## EXERCISE PROMPT:
Show each line of the items below that contains the word "carbon", copying every such line in full.

>>>>

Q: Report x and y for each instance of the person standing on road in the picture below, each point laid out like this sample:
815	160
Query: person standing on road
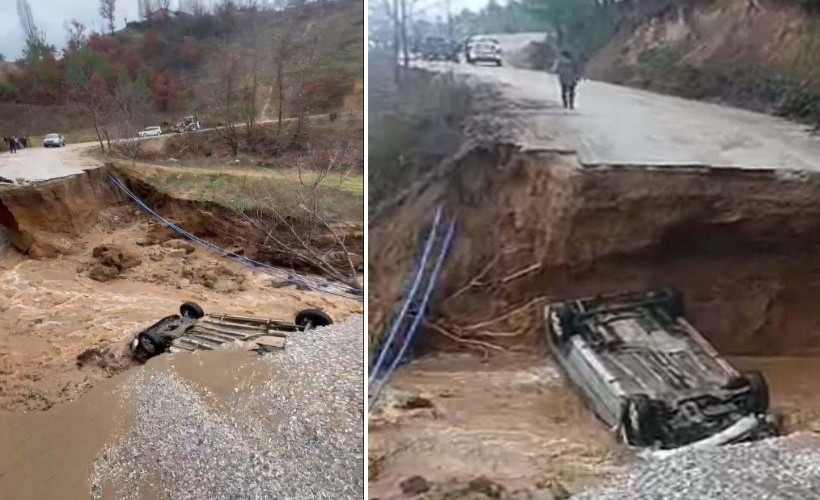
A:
568	73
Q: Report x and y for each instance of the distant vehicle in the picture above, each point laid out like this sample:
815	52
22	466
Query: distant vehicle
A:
53	141
644	370
438	48
150	132
482	49
188	124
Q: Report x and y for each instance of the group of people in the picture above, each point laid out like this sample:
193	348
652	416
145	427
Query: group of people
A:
15	143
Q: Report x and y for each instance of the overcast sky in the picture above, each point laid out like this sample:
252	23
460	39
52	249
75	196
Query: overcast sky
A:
50	16
438	8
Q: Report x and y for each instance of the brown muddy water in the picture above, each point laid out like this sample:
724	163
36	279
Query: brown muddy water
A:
458	419
222	424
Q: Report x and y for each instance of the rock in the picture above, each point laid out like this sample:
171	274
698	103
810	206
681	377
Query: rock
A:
415	485
117	256
179	244
485	486
103	273
177	252
161	233
416	402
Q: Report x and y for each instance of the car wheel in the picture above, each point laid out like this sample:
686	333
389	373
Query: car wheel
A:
759	397
639	421
312	318
191	310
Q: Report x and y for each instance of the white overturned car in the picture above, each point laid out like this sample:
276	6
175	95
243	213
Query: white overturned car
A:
645	371
150	132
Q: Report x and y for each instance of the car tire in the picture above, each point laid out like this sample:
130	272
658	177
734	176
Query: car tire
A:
639	421
313	318
759	398
191	310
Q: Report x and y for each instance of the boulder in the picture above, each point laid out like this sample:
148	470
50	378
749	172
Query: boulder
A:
415	485
117	256
179	244
102	272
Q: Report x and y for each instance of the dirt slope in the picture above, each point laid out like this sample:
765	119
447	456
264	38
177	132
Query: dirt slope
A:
756	54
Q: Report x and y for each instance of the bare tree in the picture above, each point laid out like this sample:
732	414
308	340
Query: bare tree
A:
296	227
303	69
195	7
282	53
228	96
107	11
250	97
76	35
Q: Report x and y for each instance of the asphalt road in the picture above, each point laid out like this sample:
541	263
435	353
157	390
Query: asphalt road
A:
39	164
615	125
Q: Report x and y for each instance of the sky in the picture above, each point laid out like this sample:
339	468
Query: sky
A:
50	16
438	8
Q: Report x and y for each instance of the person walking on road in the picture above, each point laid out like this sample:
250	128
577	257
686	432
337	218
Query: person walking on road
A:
568	73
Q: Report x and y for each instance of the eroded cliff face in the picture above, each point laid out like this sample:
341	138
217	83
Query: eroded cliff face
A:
44	220
742	246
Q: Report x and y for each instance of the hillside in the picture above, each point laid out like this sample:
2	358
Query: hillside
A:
757	54
175	63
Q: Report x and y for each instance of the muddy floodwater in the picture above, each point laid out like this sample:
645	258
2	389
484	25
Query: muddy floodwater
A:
513	420
223	424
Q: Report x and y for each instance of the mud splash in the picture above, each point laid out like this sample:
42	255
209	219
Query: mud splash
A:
62	332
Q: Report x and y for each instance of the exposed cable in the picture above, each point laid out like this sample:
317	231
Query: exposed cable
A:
411	293
442	256
308	282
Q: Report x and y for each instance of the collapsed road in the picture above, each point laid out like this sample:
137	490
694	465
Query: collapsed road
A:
632	190
83	270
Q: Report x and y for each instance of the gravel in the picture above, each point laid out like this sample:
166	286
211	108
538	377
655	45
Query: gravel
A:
776	468
298	434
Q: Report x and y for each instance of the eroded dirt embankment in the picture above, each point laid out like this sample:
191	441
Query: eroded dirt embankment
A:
742	246
44	219
66	313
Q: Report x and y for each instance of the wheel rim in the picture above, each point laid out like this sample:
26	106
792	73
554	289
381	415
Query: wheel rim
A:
634	419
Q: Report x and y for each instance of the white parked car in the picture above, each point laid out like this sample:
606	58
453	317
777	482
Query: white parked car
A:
483	49
150	132
53	140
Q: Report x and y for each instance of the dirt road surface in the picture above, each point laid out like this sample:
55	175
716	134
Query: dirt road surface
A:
41	164
461	422
616	125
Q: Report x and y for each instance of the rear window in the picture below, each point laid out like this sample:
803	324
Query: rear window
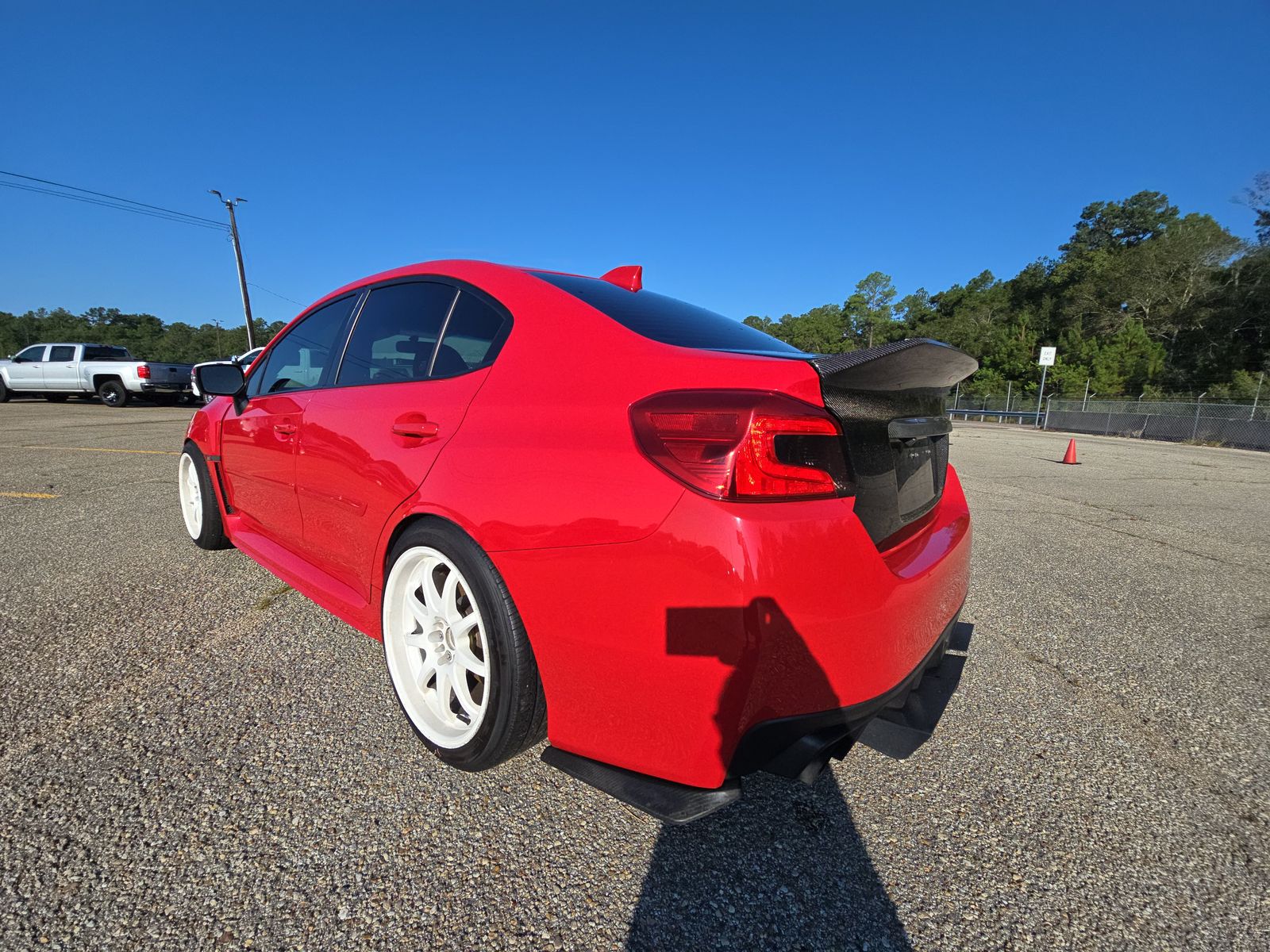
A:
668	321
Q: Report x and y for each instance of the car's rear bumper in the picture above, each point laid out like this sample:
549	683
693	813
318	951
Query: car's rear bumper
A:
660	657
797	747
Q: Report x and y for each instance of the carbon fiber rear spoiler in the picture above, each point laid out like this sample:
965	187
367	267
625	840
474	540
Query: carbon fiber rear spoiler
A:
918	363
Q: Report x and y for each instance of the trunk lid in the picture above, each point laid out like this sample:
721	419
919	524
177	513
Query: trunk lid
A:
889	400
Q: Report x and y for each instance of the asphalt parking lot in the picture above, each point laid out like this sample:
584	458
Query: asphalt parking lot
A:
196	757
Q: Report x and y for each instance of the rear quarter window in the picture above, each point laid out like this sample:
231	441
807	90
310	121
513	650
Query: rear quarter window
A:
670	321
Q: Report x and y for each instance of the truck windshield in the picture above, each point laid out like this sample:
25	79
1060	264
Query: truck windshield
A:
107	353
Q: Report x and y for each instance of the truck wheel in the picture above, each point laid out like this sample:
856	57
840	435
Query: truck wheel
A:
198	507
114	393
456	651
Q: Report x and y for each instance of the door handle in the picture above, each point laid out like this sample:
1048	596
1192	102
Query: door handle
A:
414	427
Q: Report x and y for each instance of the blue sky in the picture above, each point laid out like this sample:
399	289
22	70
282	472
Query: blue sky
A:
755	159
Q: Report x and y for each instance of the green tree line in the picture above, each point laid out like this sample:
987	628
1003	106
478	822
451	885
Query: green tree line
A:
1141	300
145	336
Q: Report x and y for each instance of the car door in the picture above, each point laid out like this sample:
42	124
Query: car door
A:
399	397
61	367
27	371
258	444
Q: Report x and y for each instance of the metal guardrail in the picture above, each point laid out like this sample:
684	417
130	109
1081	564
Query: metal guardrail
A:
1001	416
1214	424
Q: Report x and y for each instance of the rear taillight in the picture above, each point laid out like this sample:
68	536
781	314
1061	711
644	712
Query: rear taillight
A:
743	444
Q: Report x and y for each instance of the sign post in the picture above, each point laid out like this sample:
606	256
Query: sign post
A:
1047	361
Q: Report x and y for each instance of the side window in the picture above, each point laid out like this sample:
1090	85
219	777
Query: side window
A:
395	334
470	336
300	359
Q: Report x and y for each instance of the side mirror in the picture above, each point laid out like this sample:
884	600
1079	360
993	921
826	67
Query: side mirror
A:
220	378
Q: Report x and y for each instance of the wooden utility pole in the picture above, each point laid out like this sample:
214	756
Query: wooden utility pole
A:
238	254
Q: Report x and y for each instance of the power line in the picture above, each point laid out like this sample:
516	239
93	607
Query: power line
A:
298	304
114	198
108	205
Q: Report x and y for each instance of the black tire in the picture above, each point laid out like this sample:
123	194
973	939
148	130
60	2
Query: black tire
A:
114	393
213	528
518	714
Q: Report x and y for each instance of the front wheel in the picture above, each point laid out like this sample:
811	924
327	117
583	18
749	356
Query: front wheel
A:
456	651
198	505
114	393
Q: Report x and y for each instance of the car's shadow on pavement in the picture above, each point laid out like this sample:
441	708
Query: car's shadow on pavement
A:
781	869
785	867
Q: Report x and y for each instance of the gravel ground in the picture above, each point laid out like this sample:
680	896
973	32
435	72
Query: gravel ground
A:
196	757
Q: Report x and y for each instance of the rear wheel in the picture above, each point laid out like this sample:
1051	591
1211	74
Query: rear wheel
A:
198	505
456	651
114	393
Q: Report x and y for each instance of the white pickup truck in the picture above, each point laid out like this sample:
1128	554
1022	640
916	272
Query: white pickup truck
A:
59	371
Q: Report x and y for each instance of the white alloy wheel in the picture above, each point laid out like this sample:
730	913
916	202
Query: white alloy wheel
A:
190	497
436	647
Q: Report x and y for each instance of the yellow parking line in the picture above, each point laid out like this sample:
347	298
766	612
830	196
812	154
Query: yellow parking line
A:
101	450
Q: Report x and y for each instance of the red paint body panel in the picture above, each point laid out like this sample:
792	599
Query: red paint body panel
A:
348	431
653	670
634	589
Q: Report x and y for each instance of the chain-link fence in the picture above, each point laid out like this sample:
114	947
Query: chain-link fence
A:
1222	424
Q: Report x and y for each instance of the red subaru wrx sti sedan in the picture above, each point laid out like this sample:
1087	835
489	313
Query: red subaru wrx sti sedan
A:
679	549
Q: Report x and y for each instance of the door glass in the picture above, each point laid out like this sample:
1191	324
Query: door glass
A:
300	359
470	336
395	334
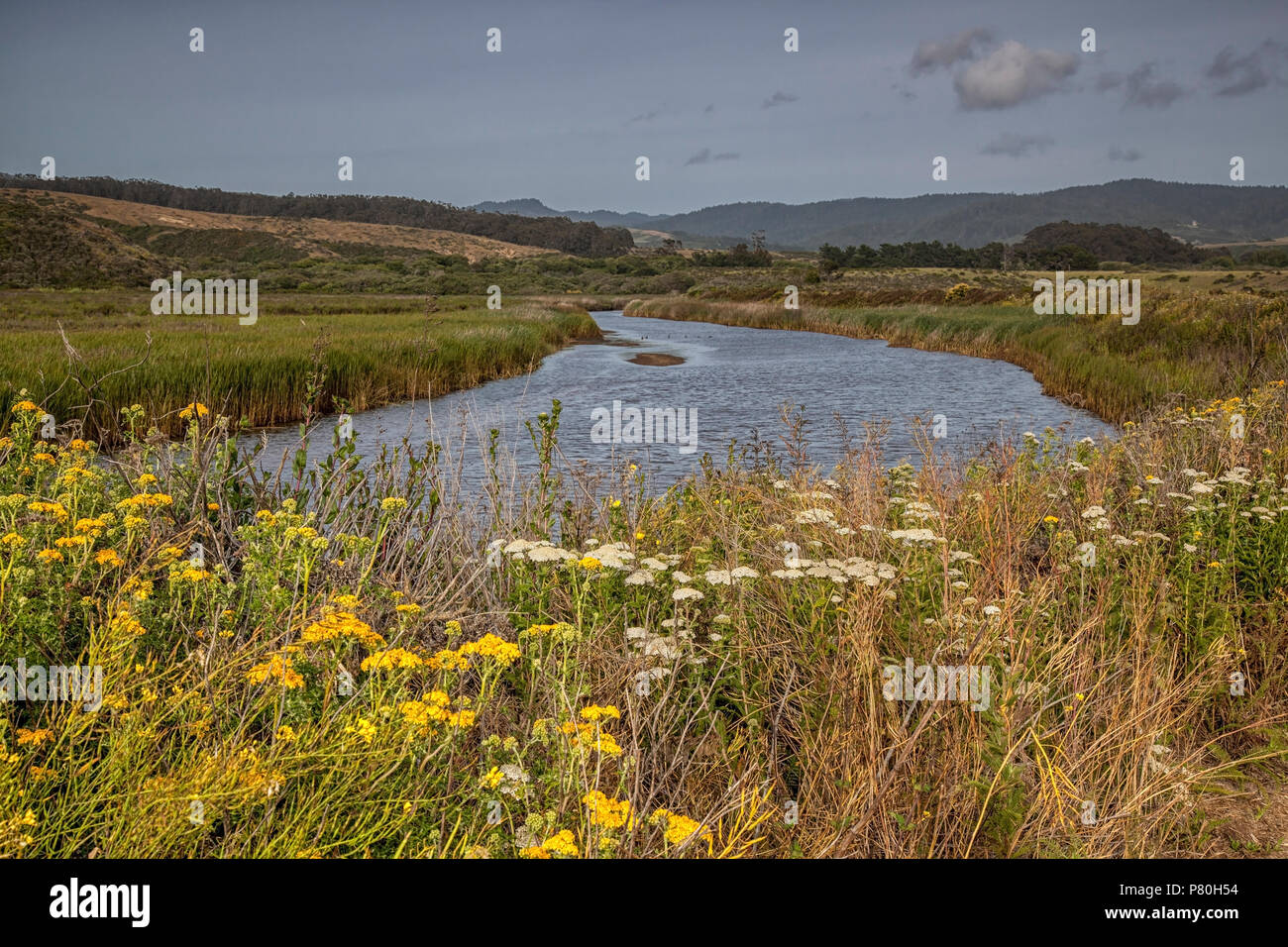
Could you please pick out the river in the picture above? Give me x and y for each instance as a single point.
(729, 385)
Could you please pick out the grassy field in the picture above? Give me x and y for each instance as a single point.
(81, 356)
(352, 671)
(1193, 344)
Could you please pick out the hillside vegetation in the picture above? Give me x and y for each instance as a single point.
(553, 234)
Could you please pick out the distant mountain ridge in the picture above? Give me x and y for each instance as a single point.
(1196, 213)
(581, 239)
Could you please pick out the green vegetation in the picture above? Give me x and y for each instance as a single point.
(349, 673)
(82, 355)
(555, 234)
(1185, 346)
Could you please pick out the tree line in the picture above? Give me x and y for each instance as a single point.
(581, 239)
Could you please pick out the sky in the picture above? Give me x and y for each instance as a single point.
(706, 90)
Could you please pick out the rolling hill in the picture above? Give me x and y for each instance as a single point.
(1196, 213)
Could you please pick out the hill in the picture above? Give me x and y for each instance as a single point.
(1196, 213)
(56, 240)
(580, 239)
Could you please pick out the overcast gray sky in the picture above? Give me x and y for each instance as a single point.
(704, 89)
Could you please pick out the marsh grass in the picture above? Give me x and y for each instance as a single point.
(1185, 346)
(570, 668)
(84, 355)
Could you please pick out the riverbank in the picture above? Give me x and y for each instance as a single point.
(1185, 346)
(77, 354)
(704, 673)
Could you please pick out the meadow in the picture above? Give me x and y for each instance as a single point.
(82, 355)
(346, 667)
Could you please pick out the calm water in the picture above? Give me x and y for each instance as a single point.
(732, 382)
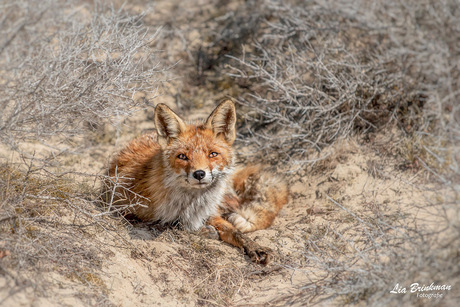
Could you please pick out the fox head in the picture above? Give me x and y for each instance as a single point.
(198, 155)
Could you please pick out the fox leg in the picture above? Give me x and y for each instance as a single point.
(261, 196)
(229, 234)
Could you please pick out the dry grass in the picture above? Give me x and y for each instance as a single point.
(306, 75)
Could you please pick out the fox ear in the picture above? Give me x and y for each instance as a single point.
(169, 125)
(222, 121)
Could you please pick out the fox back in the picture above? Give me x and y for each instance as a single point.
(182, 176)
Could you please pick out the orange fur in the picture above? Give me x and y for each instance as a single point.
(185, 176)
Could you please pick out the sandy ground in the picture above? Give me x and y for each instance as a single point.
(142, 265)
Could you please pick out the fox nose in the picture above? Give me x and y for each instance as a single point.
(199, 174)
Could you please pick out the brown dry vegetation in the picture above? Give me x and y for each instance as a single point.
(354, 103)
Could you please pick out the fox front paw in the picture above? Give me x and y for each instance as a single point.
(258, 254)
(209, 232)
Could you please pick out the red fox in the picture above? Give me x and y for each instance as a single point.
(187, 176)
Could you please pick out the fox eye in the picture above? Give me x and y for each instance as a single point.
(182, 157)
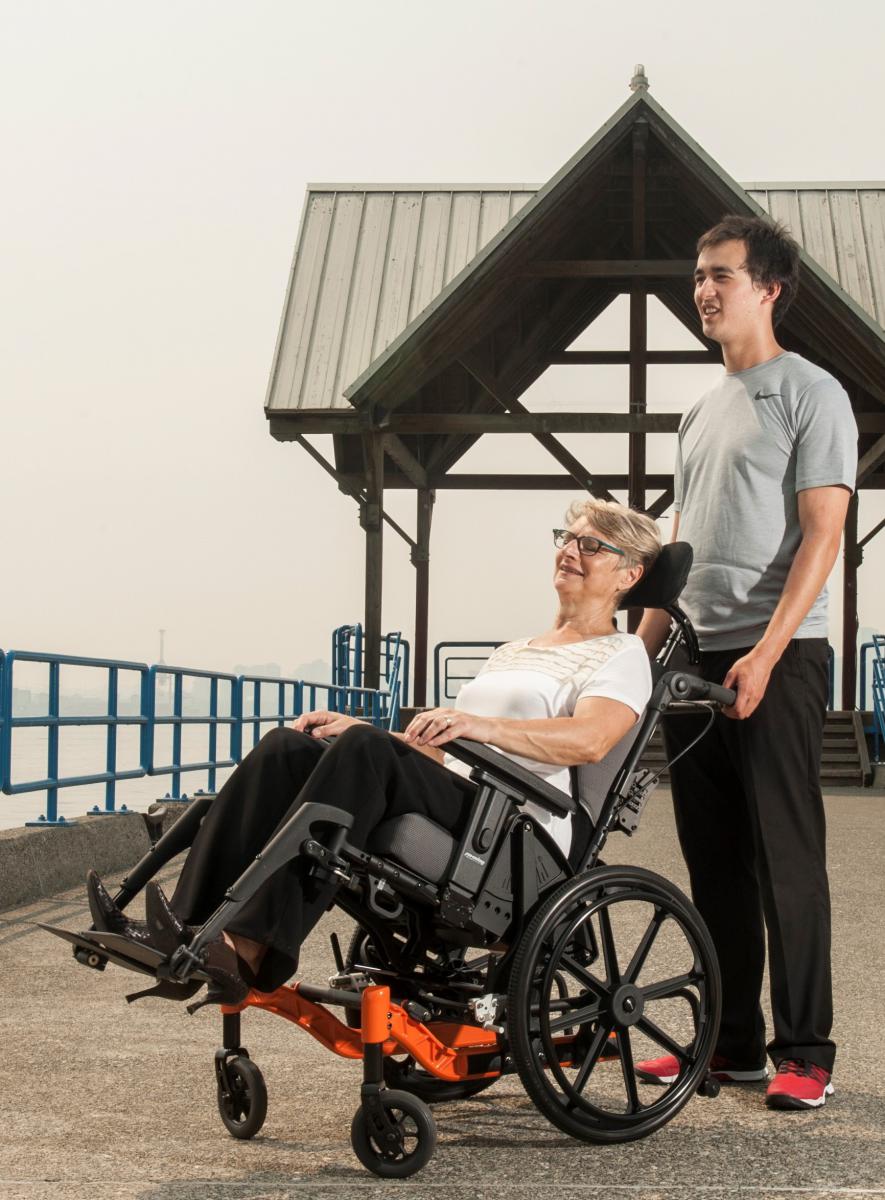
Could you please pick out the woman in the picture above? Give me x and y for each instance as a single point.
(551, 702)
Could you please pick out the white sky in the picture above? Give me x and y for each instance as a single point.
(154, 161)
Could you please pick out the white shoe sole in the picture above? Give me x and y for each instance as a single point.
(780, 1101)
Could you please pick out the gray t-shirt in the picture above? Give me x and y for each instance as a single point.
(745, 450)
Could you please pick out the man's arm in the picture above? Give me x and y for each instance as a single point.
(655, 624)
(822, 515)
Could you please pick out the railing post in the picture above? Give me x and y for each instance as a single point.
(110, 757)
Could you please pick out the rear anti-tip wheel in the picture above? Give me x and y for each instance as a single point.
(393, 1134)
(242, 1098)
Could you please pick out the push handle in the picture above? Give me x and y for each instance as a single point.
(685, 687)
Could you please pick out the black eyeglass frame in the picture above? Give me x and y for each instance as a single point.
(561, 538)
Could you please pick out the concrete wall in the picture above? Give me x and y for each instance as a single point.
(37, 862)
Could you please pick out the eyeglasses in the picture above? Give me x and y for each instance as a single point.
(587, 543)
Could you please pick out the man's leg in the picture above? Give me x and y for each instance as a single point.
(717, 843)
(780, 749)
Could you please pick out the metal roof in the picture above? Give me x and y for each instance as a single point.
(371, 258)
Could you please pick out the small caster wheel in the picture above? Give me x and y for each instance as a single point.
(393, 1134)
(242, 1102)
(709, 1087)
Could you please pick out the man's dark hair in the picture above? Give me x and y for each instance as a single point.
(772, 255)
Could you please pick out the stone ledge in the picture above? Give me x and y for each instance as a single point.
(36, 863)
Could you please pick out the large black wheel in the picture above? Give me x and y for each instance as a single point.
(396, 1141)
(242, 1103)
(616, 951)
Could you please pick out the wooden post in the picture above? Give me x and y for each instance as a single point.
(852, 557)
(638, 339)
(371, 520)
(421, 558)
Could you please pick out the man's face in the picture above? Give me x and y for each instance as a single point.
(730, 305)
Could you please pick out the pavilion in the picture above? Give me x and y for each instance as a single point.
(416, 316)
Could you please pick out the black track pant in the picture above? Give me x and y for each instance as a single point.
(751, 823)
(366, 772)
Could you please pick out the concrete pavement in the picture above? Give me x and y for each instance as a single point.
(103, 1101)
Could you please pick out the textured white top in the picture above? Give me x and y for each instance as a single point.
(527, 683)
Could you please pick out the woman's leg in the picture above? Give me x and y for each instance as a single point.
(242, 817)
(373, 777)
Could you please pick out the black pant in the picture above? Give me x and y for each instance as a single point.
(751, 823)
(366, 772)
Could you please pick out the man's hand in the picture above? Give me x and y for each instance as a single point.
(440, 725)
(750, 678)
(324, 724)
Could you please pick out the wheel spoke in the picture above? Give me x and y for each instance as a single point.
(663, 1039)
(608, 948)
(591, 1059)
(625, 1053)
(576, 1017)
(668, 988)
(642, 952)
(581, 975)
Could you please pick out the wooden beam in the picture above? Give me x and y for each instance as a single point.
(610, 269)
(351, 486)
(850, 557)
(871, 460)
(872, 534)
(638, 334)
(579, 473)
(421, 558)
(372, 522)
(621, 358)
(662, 503)
(516, 483)
(405, 460)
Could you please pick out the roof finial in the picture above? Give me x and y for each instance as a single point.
(639, 82)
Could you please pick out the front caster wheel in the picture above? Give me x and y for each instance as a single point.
(393, 1134)
(242, 1097)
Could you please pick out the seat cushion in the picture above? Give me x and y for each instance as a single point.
(415, 841)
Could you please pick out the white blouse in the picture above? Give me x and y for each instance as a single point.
(527, 683)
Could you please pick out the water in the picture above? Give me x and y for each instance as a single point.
(82, 751)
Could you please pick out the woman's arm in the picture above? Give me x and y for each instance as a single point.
(598, 724)
(323, 724)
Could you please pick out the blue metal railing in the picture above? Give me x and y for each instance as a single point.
(175, 699)
(444, 663)
(348, 660)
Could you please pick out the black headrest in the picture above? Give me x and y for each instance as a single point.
(662, 585)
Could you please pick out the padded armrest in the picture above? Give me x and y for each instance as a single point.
(476, 754)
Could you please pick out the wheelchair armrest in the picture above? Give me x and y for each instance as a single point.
(515, 777)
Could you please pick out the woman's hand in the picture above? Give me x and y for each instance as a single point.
(440, 725)
(324, 724)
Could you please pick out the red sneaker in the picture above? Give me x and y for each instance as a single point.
(666, 1071)
(799, 1085)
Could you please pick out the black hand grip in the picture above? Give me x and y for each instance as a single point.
(685, 687)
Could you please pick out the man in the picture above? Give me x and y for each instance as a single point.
(765, 467)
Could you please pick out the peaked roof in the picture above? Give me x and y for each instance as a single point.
(389, 282)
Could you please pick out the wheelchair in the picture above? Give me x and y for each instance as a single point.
(483, 954)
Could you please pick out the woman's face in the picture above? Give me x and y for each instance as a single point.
(592, 577)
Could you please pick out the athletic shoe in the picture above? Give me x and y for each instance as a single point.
(666, 1071)
(799, 1085)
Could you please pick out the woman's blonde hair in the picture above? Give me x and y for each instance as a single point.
(632, 532)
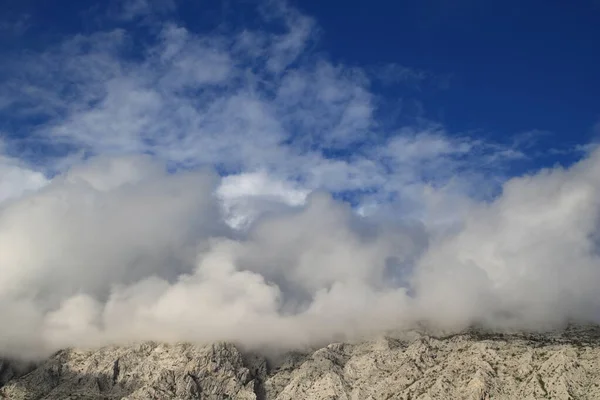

<<<<

## SOLUTION FOR THIS PROBLEM:
Q: Report x and y for each instance of the carbon fiber rear spoiler in the picture above, each point laid out like this sample:
Query: carbon fiber rear spoiler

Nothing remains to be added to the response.